'''

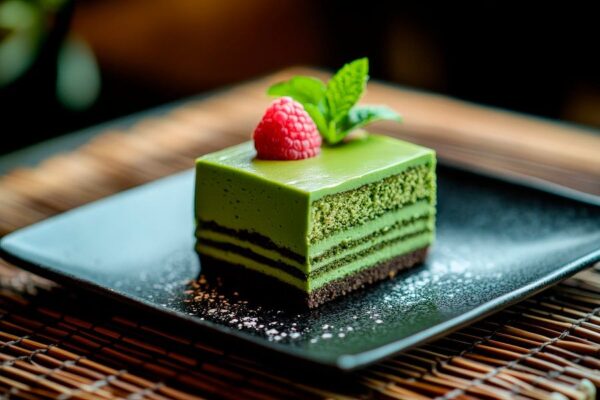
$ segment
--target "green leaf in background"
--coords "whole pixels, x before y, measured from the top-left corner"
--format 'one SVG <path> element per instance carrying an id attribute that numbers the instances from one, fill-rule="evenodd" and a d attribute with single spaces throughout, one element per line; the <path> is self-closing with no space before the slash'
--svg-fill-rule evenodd
<path id="1" fill-rule="evenodd" d="M 359 58 L 346 64 L 327 83 L 329 118 L 341 121 L 358 102 L 369 79 L 369 60 Z"/>
<path id="2" fill-rule="evenodd" d="M 271 96 L 289 96 L 306 108 L 307 104 L 319 106 L 325 97 L 325 89 L 325 84 L 317 78 L 296 76 L 285 82 L 276 83 L 267 93 Z"/>
<path id="3" fill-rule="evenodd" d="M 401 122 L 402 117 L 394 110 L 386 106 L 355 106 L 340 123 L 340 132 L 337 136 L 343 139 L 351 131 L 362 128 L 371 122 L 390 120 Z M 337 139 L 337 137 L 335 138 Z"/>

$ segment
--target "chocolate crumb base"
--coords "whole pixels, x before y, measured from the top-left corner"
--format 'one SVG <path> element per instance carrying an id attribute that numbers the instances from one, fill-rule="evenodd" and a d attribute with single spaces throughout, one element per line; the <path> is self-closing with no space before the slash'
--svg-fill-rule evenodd
<path id="1" fill-rule="evenodd" d="M 241 265 L 227 263 L 215 258 L 200 255 L 201 273 L 209 280 L 219 282 L 230 289 L 253 300 L 273 305 L 316 308 L 333 299 L 344 296 L 375 282 L 393 278 L 399 271 L 411 268 L 425 261 L 429 247 L 394 257 L 375 266 L 332 281 L 319 289 L 306 293 L 285 282 L 255 272 Z"/>

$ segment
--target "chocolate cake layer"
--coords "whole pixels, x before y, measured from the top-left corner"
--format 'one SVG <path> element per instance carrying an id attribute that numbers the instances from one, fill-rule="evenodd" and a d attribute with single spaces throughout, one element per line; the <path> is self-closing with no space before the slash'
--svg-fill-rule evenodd
<path id="1" fill-rule="evenodd" d="M 252 259 L 254 261 L 257 261 L 259 263 L 268 265 L 269 267 L 272 268 L 276 268 L 279 269 L 287 274 L 290 274 L 292 276 L 295 276 L 297 278 L 300 279 L 314 279 L 318 276 L 321 276 L 322 274 L 328 273 L 331 270 L 333 270 L 334 268 L 339 268 L 345 264 L 348 264 L 354 260 L 360 259 L 366 255 L 369 255 L 373 252 L 376 252 L 378 250 L 381 250 L 383 248 L 385 248 L 386 246 L 395 244 L 395 243 L 399 243 L 405 240 L 408 240 L 410 238 L 422 235 L 424 233 L 430 233 L 429 230 L 425 229 L 425 230 L 421 230 L 421 231 L 417 231 L 417 232 L 413 232 L 407 235 L 403 235 L 400 237 L 396 237 L 393 240 L 387 240 L 387 241 L 382 241 L 379 242 L 365 250 L 362 250 L 360 252 L 357 253 L 353 253 L 353 254 L 349 254 L 348 256 L 344 257 L 344 258 L 340 258 L 337 260 L 333 260 L 331 261 L 329 264 L 324 265 L 323 267 L 311 271 L 310 273 L 304 273 L 302 271 L 300 271 L 298 268 L 295 268 L 294 266 L 288 265 L 285 262 L 282 261 L 277 261 L 277 260 L 273 260 L 271 258 L 268 257 L 264 257 L 260 254 L 257 254 L 255 252 L 253 252 L 250 249 L 244 248 L 244 247 L 240 247 L 240 246 L 236 246 L 230 243 L 223 243 L 223 242 L 216 242 L 216 241 L 212 241 L 212 240 L 208 240 L 208 239 L 202 239 L 202 246 L 209 246 L 209 247 L 213 247 L 215 249 L 219 249 L 219 250 L 223 250 L 223 251 L 227 251 L 227 252 L 231 252 L 231 253 L 236 253 L 236 254 L 240 254 L 244 257 L 247 257 L 249 259 Z M 198 251 L 200 253 L 202 253 L 201 249 L 198 249 Z"/>
<path id="2" fill-rule="evenodd" d="M 285 305 L 315 308 L 362 287 L 386 278 L 392 278 L 399 271 L 422 263 L 426 258 L 428 248 L 424 247 L 364 268 L 357 273 L 329 282 L 309 293 L 241 265 L 231 264 L 206 255 L 201 255 L 200 259 L 201 272 L 208 279 L 223 279 L 223 283 L 227 287 L 234 285 L 244 295 L 251 296 L 259 301 L 267 301 L 270 304 L 273 304 L 273 300 L 277 300 Z"/>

'''

[Job]:
Rewrite the records above with "top-left corner" changed to "upper-left corner" wherever it occurs, leaving every other line as it is. Omit the pictures.

[Written response]:
$ segment
--target "green leaf in background"
--coords "whole pixels, x before y, measured from the upper-left corner"
--format 'one SVG <path> element per instance carrying an id attribute that numbers the instances from one, fill-rule="evenodd" and a d attribute with single spaces throughout, one element per line; the <path> is self-closing with no space before the slash'
--svg-fill-rule evenodd
<path id="1" fill-rule="evenodd" d="M 359 58 L 346 64 L 327 83 L 329 118 L 341 121 L 358 102 L 369 79 L 369 60 Z"/>
<path id="2" fill-rule="evenodd" d="M 271 96 L 289 96 L 306 108 L 307 104 L 319 106 L 325 97 L 325 89 L 325 84 L 317 78 L 296 76 L 285 82 L 276 83 L 267 93 Z"/>
<path id="3" fill-rule="evenodd" d="M 401 122 L 402 117 L 394 110 L 386 106 L 355 106 L 340 123 L 340 132 L 337 136 L 343 139 L 351 131 L 362 128 L 371 122 L 390 120 Z M 337 139 L 337 137 L 335 138 Z"/>

$ segment
--target "chocolate crumb base"
--coords "whole pixels, x before y, measured from the upper-left corner"
--format 'one SVG <path> element per instance carrying an id attribute that numbers the instances from one, fill-rule="evenodd" and a d attribute with single spaces throughout, one element per line; the <path> is self-closing with no space before the slash'
--svg-fill-rule evenodd
<path id="1" fill-rule="evenodd" d="M 241 265 L 227 263 L 215 258 L 200 255 L 201 273 L 209 280 L 219 282 L 230 289 L 253 300 L 273 305 L 316 308 L 333 299 L 344 296 L 375 282 L 393 278 L 399 271 L 411 268 L 425 261 L 429 247 L 394 257 L 375 266 L 332 281 L 319 289 L 306 293 L 285 282 L 255 272 Z"/>

$ segment
--target "chocolate cake layer"
--coords "whole pixels, x before y, measured from the upper-left corner"
--format 'one SVG <path> element per instance carrying an id attribute that numbers the instances from one, fill-rule="evenodd" and a d attribute with single spaces throughout, one element per line; the <path> is self-closing with no space before the slash'
--svg-fill-rule evenodd
<path id="1" fill-rule="evenodd" d="M 252 259 L 254 261 L 257 261 L 259 263 L 268 265 L 269 267 L 272 268 L 276 268 L 279 269 L 287 274 L 290 274 L 292 276 L 295 276 L 297 278 L 300 279 L 314 279 L 318 276 L 321 276 L 322 274 L 328 273 L 331 270 L 333 270 L 334 268 L 339 268 L 345 264 L 348 264 L 354 260 L 360 259 L 366 255 L 369 255 L 373 252 L 376 252 L 378 250 L 381 250 L 383 248 L 385 248 L 386 246 L 395 244 L 395 243 L 399 243 L 405 240 L 408 240 L 410 238 L 422 235 L 424 233 L 430 233 L 429 230 L 425 229 L 425 230 L 421 230 L 421 231 L 417 231 L 417 232 L 413 232 L 407 235 L 403 235 L 400 237 L 396 237 L 393 240 L 387 240 L 387 241 L 382 241 L 379 242 L 365 250 L 362 250 L 360 252 L 357 253 L 353 253 L 353 254 L 349 254 L 348 256 L 344 257 L 344 258 L 340 258 L 337 260 L 333 260 L 331 261 L 329 264 L 324 265 L 323 267 L 311 271 L 310 273 L 304 273 L 302 271 L 300 271 L 298 268 L 295 268 L 294 266 L 288 265 L 285 262 L 282 261 L 277 261 L 277 260 L 273 260 L 271 258 L 268 257 L 264 257 L 260 254 L 257 254 L 255 252 L 253 252 L 250 249 L 244 248 L 244 247 L 240 247 L 240 246 L 236 246 L 230 243 L 223 243 L 223 242 L 216 242 L 216 241 L 212 241 L 212 240 L 208 240 L 208 239 L 202 239 L 202 246 L 209 246 L 209 247 L 213 247 L 215 249 L 219 249 L 219 250 L 223 250 L 223 251 L 227 251 L 227 252 L 231 252 L 231 253 L 236 253 L 236 254 L 240 254 L 244 257 L 247 257 L 249 259 Z M 198 251 L 200 253 L 202 253 L 201 249 L 198 249 Z"/>
<path id="2" fill-rule="evenodd" d="M 285 305 L 315 308 L 362 287 L 386 278 L 392 278 L 399 271 L 422 263 L 426 258 L 428 248 L 424 247 L 364 268 L 357 273 L 329 282 L 309 293 L 241 265 L 231 264 L 206 255 L 201 255 L 200 259 L 201 272 L 208 279 L 223 279 L 223 283 L 227 287 L 234 285 L 244 295 L 251 296 L 259 301 L 267 301 L 270 304 L 273 304 L 273 300 L 277 300 Z"/>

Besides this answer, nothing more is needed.